Exercise prompt:
From the listing below, pick out every line that contains the string "yellow", matching case exactly, and copy each one.

Data supplied:
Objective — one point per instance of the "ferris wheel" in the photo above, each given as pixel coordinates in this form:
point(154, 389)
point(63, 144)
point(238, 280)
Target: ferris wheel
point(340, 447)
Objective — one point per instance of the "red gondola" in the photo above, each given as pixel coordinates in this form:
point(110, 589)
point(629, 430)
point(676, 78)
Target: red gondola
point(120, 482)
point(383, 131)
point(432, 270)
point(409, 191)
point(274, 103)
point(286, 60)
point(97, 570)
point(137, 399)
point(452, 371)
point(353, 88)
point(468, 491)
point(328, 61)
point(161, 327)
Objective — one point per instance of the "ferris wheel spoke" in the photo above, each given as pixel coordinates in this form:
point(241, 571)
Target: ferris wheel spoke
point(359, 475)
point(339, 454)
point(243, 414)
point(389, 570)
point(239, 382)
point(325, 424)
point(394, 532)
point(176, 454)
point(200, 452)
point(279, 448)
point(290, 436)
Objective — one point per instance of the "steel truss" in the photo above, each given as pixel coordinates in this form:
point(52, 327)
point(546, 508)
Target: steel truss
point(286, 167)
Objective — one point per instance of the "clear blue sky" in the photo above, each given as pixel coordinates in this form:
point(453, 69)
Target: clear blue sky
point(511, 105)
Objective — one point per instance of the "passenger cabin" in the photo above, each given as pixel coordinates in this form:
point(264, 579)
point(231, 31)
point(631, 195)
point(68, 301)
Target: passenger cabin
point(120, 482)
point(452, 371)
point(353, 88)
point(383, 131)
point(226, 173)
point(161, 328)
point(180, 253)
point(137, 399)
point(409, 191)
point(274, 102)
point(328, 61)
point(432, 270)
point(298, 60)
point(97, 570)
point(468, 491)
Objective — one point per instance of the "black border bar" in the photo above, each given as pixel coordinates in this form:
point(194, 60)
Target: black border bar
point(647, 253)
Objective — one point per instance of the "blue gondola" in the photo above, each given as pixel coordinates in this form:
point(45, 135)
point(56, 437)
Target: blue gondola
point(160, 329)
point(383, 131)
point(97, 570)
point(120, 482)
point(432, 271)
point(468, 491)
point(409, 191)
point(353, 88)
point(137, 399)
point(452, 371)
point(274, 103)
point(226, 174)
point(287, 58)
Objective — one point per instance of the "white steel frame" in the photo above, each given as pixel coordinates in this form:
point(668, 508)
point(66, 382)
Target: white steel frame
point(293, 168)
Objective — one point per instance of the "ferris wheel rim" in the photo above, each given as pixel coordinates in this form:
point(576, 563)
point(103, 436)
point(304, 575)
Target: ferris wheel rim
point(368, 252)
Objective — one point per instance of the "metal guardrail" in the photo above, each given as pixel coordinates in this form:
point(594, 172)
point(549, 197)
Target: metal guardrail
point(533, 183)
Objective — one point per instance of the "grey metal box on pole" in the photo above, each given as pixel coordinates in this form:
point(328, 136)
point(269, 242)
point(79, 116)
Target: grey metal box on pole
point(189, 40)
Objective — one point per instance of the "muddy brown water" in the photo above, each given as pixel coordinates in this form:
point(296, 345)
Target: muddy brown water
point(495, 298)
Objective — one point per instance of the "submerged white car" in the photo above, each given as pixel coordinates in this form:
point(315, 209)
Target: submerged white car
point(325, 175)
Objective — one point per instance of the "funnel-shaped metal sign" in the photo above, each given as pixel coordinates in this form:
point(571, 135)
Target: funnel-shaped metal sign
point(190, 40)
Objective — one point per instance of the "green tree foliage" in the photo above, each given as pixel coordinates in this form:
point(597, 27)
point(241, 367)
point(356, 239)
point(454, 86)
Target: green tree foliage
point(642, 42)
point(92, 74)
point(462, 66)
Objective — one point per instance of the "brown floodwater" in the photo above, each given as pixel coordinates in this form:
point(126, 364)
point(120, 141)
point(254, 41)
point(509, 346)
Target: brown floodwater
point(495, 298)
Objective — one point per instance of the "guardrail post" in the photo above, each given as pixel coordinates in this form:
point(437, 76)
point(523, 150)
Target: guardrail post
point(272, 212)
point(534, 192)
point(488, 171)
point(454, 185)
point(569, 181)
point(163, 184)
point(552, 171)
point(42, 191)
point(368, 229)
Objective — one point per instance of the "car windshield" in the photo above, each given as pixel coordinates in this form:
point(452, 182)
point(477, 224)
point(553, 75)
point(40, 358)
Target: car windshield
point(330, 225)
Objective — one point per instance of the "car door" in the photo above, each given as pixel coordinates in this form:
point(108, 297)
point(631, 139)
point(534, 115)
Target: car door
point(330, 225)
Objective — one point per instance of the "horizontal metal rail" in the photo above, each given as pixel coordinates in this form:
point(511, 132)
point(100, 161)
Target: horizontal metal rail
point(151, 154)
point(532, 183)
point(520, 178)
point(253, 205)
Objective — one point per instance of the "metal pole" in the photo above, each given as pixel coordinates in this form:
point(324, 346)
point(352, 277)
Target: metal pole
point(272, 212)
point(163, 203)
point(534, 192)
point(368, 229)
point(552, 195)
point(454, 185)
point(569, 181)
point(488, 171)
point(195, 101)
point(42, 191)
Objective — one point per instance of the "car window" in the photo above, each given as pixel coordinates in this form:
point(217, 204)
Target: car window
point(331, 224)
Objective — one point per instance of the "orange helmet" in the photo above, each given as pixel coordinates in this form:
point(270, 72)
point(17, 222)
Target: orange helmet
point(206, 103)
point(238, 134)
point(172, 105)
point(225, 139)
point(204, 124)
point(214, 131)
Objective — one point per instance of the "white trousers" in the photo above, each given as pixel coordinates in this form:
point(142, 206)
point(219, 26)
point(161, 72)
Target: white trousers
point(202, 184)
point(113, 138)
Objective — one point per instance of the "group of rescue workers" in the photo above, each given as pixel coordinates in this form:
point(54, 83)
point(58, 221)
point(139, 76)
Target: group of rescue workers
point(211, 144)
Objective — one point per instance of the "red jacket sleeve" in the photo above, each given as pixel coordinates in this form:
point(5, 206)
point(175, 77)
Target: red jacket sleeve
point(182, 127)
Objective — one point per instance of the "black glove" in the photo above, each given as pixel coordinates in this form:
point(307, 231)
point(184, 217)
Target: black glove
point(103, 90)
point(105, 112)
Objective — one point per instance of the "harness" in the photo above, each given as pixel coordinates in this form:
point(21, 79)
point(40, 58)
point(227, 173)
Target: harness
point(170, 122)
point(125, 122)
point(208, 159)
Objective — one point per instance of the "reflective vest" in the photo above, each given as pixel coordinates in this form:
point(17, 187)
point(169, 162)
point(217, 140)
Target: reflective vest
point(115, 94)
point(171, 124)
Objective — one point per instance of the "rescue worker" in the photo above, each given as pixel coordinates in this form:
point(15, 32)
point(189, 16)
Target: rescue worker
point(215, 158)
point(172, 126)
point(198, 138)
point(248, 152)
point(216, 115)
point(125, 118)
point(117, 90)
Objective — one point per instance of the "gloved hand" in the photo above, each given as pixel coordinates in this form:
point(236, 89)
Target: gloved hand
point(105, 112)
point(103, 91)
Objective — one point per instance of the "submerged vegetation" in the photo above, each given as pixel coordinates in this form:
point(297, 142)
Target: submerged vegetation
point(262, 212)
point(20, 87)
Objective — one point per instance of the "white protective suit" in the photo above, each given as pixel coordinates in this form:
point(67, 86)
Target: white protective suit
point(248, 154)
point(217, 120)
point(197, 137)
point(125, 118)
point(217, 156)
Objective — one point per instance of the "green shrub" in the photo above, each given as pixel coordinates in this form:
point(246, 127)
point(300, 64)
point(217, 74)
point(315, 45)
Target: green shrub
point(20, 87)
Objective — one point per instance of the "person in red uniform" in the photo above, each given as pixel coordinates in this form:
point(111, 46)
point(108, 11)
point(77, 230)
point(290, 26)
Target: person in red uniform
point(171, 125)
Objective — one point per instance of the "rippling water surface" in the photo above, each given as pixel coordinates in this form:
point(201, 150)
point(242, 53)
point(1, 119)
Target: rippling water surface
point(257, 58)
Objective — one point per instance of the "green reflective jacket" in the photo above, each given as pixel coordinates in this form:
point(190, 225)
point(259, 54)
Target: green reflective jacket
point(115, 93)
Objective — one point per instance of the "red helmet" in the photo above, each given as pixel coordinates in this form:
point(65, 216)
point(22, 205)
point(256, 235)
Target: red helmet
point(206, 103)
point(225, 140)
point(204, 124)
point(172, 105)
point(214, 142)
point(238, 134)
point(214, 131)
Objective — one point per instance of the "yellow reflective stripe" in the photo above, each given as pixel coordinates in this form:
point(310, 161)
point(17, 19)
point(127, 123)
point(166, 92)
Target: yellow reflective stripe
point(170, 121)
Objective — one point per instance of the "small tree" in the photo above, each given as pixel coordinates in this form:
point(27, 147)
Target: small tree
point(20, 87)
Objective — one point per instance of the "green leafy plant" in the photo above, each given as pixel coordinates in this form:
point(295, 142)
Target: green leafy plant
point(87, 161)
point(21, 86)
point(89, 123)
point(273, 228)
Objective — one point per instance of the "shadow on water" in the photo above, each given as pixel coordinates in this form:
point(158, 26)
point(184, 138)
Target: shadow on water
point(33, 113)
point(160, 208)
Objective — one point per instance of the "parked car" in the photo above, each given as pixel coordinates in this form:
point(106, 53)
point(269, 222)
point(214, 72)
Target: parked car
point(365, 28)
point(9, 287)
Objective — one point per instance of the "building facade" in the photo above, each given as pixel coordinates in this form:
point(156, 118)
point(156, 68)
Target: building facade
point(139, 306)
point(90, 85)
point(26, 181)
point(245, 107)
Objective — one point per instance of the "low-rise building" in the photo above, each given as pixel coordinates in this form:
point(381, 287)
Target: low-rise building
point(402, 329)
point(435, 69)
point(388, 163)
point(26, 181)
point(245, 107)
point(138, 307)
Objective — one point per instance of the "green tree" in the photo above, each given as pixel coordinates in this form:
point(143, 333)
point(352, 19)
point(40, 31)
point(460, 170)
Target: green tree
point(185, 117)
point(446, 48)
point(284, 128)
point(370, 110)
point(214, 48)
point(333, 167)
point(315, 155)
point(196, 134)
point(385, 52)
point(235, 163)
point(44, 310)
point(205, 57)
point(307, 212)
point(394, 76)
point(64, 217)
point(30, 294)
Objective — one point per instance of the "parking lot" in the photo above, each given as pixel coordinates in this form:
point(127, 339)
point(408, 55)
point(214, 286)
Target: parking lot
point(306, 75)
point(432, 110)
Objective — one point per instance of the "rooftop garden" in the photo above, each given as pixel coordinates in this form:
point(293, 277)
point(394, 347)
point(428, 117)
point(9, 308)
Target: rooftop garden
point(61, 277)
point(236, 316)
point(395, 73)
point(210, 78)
* * *
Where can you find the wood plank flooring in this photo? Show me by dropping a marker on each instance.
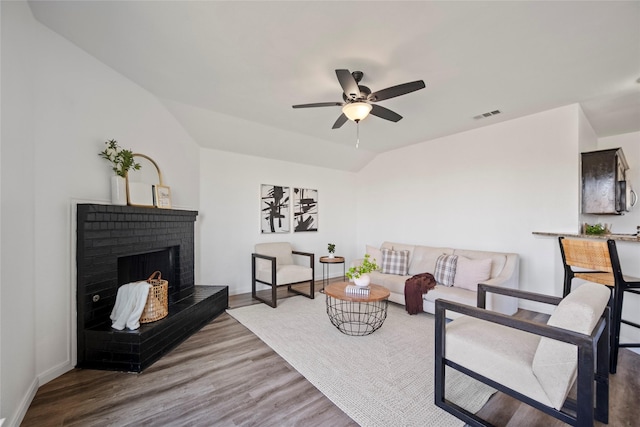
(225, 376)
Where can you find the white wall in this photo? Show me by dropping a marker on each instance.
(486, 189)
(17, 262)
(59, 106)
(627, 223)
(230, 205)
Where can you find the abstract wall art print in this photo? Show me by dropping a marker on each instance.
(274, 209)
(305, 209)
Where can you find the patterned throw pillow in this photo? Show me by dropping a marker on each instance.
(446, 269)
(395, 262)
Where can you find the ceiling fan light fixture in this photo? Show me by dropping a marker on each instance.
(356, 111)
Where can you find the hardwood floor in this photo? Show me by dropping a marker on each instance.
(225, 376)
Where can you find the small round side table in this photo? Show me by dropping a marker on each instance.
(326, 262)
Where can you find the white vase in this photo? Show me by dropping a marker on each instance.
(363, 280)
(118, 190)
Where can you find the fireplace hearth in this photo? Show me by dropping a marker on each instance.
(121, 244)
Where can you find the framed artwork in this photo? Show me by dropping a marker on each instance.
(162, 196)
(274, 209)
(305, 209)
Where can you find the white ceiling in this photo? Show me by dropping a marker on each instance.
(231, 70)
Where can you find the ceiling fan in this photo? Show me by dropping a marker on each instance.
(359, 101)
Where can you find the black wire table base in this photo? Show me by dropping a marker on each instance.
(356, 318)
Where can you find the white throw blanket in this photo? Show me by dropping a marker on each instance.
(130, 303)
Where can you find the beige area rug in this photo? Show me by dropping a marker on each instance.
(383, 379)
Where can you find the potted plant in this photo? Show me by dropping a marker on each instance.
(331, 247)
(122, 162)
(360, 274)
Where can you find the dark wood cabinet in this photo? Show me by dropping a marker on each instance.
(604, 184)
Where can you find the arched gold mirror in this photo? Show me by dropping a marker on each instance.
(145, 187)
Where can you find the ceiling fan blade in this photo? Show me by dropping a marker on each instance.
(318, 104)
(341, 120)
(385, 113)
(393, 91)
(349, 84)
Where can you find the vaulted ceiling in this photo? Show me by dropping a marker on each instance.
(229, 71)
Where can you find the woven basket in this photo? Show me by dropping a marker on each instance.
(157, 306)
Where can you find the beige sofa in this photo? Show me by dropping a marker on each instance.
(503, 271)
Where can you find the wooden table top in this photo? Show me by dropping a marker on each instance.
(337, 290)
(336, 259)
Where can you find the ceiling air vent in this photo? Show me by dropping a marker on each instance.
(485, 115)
==
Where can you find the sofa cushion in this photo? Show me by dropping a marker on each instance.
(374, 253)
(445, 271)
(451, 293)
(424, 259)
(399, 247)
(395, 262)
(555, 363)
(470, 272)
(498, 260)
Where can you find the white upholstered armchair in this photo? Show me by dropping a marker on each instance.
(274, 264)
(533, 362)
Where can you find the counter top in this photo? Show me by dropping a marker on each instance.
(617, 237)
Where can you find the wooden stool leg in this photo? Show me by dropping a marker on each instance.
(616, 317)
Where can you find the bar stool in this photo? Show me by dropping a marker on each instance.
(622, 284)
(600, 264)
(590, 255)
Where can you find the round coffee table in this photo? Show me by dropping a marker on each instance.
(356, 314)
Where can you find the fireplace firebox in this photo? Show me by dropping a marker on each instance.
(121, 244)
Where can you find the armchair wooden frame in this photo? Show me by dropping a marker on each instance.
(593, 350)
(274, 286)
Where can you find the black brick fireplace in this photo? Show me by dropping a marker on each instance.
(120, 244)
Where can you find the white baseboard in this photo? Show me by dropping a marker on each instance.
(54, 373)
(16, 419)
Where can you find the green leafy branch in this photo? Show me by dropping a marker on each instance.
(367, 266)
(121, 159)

Exercise result:
Objective — one point per instance of the "yellow reflective stripe" in the photo above, each given as pixel coordinates in this form:
Target: yellow reflective stripe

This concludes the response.